═══ TEXT TO READ ═══

Veganwolf.com
The cruel truth about organic and free-range meat and dairy
products
The Georgia Straight (Vancouver) February 26, 2009
http://www.straight.com/article-203802/becci-gindinclarke-cruel-truth-about-organic-and-freerange-meat-and-dairy-products
The
cruel truth about organic and free-range meat and dairy products
By Becci
Gindin-Clarke
When I first learned about factory farming, I was
disgusted. The extreme confinement, the routine mutilations, the horrors of
transport, and the cruelty of slaughter-they all got to me in a big way.
I decided that there had to be another option.
I began purchasing what I
hoped were more humane alternatives, like free-range and organic products.
Then I did more research into what it all meant, and I was troubled by what
I learned.
The first thing I discovered was that words like "free range"
and "free run" don't mean very much. In Canada, the labels aren't
regulated at all. Typically, free-run animals are kept indoors for their
entire lives, and, while free-range farms generally allow access to the
outdoors, that "access" can be as laughable as a tiny door leading to a
little gravel lot. The mutilations common on factory farms-debeaking,
detoeing, dehorning, castration-are perfectly legal, and performed without
anaesthesia. What's more, free-range animals die just as young and in the
same slaughterhouses as their factory-farmed counterparts.

═══ EXTRACTED INFORMATION ═══

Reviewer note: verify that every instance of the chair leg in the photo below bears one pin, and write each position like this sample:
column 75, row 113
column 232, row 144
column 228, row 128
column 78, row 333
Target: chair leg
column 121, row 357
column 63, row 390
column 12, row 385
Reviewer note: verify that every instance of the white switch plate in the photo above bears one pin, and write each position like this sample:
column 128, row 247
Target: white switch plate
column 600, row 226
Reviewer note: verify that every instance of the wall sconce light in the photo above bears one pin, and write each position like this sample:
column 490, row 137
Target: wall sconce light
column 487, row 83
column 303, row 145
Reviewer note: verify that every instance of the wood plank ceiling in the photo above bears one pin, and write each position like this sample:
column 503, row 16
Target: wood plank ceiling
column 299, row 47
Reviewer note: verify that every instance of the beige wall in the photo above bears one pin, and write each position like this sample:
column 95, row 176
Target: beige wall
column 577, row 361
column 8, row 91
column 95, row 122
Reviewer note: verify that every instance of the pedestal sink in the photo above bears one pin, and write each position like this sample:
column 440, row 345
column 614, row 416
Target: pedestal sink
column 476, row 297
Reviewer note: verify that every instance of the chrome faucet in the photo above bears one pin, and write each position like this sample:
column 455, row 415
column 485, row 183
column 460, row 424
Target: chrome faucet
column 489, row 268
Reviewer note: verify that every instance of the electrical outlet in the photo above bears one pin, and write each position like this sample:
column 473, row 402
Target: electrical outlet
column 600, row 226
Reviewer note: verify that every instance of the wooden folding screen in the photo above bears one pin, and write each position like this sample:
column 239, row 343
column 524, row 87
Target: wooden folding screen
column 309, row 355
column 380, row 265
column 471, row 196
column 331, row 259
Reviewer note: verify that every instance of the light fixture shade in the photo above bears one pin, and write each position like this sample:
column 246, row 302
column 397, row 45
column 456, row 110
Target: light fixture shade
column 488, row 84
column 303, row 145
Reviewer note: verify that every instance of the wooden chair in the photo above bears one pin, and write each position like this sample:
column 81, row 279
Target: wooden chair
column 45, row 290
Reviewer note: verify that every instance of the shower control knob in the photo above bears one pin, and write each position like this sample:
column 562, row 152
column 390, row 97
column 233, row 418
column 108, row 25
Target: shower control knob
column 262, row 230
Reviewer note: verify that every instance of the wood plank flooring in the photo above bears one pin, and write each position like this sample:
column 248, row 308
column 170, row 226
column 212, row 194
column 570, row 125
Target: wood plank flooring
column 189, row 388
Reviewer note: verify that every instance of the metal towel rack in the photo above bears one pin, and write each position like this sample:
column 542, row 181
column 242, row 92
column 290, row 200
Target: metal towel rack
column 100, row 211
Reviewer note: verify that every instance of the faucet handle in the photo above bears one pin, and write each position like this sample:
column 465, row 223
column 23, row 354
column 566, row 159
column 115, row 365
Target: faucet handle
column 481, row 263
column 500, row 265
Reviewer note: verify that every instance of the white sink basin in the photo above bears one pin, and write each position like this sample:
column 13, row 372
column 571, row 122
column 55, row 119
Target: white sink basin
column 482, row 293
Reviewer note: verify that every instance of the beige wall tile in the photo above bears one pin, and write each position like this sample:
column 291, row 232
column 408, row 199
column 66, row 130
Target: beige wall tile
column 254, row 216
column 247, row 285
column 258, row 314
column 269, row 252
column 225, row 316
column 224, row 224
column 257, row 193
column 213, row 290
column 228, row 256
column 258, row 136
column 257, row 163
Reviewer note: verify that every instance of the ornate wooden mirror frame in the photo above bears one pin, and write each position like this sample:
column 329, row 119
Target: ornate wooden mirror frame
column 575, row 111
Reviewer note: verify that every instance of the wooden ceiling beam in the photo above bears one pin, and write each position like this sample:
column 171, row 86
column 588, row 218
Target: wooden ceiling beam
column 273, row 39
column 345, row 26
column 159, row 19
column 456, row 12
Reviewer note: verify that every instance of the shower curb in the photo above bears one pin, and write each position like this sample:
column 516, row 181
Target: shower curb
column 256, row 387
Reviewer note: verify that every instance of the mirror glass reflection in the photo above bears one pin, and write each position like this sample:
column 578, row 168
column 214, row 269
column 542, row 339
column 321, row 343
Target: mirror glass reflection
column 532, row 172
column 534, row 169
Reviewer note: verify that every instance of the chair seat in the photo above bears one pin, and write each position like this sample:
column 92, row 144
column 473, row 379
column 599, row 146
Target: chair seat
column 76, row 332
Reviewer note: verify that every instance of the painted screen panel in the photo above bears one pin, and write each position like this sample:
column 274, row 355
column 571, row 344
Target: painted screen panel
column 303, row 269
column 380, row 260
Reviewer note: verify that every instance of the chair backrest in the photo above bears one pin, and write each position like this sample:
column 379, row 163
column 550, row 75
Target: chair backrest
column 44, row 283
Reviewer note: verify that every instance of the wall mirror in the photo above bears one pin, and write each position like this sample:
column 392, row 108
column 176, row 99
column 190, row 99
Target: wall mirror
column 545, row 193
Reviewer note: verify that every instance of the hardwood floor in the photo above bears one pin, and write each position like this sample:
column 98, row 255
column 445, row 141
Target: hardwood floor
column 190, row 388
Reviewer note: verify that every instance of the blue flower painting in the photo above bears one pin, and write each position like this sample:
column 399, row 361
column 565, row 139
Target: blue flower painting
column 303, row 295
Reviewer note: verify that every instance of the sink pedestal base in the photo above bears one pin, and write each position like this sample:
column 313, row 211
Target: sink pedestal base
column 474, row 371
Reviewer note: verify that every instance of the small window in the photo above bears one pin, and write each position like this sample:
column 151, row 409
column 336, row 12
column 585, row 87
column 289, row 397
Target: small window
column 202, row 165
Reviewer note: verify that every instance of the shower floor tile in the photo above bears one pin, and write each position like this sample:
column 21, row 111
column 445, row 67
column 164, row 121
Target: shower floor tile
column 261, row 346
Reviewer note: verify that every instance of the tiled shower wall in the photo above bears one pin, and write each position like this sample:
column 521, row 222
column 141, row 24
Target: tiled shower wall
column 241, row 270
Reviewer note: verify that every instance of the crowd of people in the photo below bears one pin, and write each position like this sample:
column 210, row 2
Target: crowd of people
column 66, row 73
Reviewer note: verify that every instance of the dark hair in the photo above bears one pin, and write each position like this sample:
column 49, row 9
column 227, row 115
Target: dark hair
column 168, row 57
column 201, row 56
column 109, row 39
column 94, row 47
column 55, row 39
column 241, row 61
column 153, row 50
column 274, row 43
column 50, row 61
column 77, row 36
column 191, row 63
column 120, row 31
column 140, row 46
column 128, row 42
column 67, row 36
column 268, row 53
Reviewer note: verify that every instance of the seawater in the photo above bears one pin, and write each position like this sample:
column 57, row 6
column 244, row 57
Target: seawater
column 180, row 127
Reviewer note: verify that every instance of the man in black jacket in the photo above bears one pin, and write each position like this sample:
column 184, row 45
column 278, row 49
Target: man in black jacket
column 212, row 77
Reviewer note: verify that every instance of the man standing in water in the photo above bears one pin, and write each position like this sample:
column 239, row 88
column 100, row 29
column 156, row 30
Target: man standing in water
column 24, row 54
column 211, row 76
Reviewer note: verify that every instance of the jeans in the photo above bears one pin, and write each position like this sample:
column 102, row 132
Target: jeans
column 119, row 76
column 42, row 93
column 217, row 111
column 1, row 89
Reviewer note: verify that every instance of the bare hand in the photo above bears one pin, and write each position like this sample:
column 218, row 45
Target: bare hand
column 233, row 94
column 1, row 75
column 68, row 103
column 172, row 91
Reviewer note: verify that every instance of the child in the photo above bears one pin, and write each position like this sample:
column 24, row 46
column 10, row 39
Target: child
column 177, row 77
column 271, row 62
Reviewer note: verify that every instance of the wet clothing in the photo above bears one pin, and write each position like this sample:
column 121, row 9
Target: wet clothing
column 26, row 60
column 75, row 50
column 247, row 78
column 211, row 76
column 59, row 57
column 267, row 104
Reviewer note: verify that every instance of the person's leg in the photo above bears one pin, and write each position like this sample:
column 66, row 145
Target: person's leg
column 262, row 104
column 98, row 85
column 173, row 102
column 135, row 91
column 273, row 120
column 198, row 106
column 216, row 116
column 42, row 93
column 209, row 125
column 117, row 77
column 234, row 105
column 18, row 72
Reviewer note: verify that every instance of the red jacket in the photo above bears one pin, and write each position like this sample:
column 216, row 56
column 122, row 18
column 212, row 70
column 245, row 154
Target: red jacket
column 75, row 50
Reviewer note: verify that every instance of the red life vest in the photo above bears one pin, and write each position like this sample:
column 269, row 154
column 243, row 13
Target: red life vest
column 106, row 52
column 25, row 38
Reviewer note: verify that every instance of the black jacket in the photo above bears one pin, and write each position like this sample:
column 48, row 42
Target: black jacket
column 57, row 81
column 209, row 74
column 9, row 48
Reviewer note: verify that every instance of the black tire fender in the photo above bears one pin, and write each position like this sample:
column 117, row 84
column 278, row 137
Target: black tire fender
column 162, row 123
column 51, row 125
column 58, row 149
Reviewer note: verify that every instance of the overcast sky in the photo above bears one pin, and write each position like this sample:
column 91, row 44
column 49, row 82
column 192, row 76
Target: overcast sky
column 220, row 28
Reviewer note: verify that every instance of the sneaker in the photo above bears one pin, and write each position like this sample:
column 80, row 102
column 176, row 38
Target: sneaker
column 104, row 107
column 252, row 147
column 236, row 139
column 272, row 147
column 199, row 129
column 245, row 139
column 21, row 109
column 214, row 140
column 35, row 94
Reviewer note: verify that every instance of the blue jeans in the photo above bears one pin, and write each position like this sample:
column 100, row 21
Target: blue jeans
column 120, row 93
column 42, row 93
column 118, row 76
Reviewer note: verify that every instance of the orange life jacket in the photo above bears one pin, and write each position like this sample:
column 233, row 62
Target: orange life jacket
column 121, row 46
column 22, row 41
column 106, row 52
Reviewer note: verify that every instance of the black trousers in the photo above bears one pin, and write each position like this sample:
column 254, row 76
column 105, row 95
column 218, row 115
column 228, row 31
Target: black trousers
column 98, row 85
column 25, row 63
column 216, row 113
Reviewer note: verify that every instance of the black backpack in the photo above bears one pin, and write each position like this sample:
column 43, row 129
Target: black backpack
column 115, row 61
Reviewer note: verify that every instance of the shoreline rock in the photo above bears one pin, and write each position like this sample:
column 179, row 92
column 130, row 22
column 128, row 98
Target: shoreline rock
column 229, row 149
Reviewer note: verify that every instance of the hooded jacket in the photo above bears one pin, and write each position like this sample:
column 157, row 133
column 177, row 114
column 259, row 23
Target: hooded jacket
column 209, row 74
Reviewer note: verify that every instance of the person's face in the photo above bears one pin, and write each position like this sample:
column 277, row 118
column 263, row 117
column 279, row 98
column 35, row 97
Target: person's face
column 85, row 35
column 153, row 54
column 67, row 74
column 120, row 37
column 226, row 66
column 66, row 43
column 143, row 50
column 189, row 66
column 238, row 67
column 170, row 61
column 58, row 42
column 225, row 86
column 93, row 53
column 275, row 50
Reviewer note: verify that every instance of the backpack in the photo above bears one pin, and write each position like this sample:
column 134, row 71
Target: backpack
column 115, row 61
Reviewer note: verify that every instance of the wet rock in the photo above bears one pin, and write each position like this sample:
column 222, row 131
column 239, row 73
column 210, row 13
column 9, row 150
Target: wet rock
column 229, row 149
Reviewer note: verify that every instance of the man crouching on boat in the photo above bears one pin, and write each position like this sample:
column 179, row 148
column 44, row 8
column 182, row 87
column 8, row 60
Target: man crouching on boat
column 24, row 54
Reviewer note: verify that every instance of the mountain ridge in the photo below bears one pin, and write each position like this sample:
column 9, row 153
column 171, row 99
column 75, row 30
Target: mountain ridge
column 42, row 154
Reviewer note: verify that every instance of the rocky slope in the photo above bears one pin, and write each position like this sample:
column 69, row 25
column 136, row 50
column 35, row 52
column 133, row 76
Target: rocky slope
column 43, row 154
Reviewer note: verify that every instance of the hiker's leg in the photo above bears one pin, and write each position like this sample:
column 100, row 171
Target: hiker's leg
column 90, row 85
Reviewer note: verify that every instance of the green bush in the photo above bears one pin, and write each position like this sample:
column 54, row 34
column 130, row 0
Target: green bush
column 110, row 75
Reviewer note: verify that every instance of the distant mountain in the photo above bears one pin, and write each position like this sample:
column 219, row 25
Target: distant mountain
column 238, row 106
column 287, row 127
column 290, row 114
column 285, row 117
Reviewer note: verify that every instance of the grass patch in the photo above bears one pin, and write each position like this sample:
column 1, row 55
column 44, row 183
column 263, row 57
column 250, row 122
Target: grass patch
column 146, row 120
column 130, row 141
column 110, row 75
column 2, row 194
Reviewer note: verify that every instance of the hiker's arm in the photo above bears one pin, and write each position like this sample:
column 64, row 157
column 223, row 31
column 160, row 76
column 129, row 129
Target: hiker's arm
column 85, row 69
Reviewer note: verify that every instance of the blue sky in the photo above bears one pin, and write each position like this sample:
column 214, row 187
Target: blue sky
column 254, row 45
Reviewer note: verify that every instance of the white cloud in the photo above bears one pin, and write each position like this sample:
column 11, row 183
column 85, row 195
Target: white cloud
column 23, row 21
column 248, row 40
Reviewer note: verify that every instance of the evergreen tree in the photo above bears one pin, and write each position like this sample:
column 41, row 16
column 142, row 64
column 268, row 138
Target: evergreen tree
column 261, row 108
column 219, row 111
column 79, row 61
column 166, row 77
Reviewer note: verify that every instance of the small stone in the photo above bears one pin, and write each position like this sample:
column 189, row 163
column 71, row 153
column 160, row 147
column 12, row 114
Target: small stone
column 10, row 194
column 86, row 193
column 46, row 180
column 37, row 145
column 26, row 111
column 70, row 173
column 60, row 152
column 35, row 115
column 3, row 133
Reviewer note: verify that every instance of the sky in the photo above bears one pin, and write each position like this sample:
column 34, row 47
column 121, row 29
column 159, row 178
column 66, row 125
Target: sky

═══

TASK SET:
1. Answer these from the article about organic and free-range meat and dairy:
(a) In which newspaper, and on what date, did the article appear?
(b) Where are free-run animals typically kept?
(c) Are "free range" and "free run" labels regulated in Canada?
2. Write out everything in the article about organic and free-range meat and dairy from "Veganwolf.com" down to "be another option.", swapping "disgusted" for "appalled".
3. Carry on the article about organic and free-range meat and dairy from where it stops.

IN RESPONSE:
1.
(a) The Georgia Straight (Vancouver), February 26, 2009.
(b) Indoors for their entire lives.
(c) No, they aren't regulated at all.

2.
Veganwolf.com
The cruel truth about organic and free-range meat and dairy
products
The Georgia Straight (Vancouver) February 26, 2009
http://www.straight.com/article-203802/becci-gindinclarke-cruel-truth-about-organic-and-freerange-meat-and-dairy-products
The
cruel truth about organic and free-range meat and dairy products
By Becci
Gindin-Clarke
When I first learned about factory farming, I was
appalled. The extreme confinement, the routine mutilations, the horrors of
transport, and the cruelty of slaughter-they all got to me in a big way.
I decided that there had to be another option.

3.
When a
farm calls itself free range or free run, it might consist of a few dozen
happy animals wandering around outside, but it's much more likely to consist
of a few enormous sheds crowded with hundreds of thousands of animals who
almost never see daylight until en route to the slaughterhouse. I found it
disturbing that both types of farms qualify as free range.
Organic
farms, I learned, tend to be superior. To qualify as organic, farms must
adhere to a specific set of rules. Animals must be provided with a certain
amount of daylight and outdoor access, and their shelters must be clean.
Most importantly, there are third-party verifiers who are expected to
monitor farms and ensure that they qualify as organic. Looks good,
right?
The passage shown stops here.